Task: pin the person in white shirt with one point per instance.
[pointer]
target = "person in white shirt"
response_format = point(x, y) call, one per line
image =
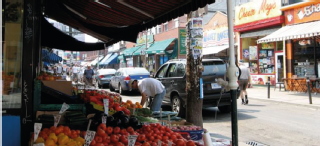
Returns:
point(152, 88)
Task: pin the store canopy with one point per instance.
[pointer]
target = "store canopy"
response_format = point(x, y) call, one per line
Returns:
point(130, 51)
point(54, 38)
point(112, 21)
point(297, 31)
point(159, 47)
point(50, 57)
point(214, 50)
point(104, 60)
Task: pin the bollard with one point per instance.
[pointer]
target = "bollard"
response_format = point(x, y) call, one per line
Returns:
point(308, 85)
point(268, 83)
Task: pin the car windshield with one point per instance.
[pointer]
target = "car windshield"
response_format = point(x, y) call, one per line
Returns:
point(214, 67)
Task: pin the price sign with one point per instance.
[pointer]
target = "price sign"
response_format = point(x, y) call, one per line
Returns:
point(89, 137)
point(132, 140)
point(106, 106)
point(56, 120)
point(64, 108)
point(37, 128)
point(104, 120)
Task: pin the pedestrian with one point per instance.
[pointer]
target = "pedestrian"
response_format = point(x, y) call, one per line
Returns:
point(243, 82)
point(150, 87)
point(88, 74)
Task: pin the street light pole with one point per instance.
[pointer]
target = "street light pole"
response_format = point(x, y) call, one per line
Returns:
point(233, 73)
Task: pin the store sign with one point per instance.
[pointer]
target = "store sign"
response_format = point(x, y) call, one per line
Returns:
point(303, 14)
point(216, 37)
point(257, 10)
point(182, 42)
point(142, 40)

-- Aim of the exercise --
Above are several records. Count the lines among them that contain "store" and give only the total.

-- Your response --
4